About this exercise: Reproduce the records verbatim from their first line through the line that contains "positive clicks: (1151, 433)", including that line.

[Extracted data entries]
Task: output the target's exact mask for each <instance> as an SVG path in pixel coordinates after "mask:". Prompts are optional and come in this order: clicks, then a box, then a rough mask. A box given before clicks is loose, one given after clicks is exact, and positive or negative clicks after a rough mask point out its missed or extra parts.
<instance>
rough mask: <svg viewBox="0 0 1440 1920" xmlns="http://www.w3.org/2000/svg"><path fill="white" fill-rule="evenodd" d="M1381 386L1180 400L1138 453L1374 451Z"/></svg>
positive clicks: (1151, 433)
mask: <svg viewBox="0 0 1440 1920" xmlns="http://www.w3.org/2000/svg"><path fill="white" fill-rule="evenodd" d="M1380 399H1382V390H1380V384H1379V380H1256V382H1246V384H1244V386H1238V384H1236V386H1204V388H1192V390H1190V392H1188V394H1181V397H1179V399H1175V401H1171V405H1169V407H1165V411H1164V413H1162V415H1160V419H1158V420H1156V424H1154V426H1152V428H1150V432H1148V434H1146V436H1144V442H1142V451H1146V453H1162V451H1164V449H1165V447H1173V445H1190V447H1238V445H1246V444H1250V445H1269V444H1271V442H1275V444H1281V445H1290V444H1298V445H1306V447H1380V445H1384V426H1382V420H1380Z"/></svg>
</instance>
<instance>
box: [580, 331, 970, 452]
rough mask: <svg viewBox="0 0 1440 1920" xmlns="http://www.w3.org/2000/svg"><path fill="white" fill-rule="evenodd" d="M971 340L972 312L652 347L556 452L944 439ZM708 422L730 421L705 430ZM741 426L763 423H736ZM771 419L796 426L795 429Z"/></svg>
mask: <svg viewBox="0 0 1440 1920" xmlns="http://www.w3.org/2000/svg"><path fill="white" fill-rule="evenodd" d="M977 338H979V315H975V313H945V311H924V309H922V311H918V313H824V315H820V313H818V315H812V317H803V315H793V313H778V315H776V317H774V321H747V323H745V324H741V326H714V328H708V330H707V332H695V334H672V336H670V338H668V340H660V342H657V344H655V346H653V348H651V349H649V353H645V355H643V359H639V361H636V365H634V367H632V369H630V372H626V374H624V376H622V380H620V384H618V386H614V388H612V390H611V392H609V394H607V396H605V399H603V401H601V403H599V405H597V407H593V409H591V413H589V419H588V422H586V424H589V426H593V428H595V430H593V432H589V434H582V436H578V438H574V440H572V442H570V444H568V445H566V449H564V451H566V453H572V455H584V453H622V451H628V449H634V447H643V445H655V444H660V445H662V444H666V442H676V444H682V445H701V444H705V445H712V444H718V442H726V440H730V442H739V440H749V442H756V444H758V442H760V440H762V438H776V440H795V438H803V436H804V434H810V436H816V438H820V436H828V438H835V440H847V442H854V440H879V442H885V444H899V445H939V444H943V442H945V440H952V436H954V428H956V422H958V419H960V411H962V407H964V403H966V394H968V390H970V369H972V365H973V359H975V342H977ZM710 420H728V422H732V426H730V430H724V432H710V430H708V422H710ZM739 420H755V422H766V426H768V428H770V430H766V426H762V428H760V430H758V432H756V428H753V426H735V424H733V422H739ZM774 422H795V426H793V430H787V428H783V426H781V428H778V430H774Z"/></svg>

Answer below:
Task: output the target's exact mask for each <instance> as an SVG path in pixel coordinates after "mask:". Prompts are optional and come in this order: clicks, then a box, then a rough mask. A box given before clicks is loose, one given after clicks is exact, and positive or negative clicks after a rough mask point out its missed or extra parts.
<instance>
rough mask: <svg viewBox="0 0 1440 1920" xmlns="http://www.w3.org/2000/svg"><path fill="white" fill-rule="evenodd" d="M1381 386L1180 400L1138 453L1374 451Z"/></svg>
positive clicks: (1151, 433)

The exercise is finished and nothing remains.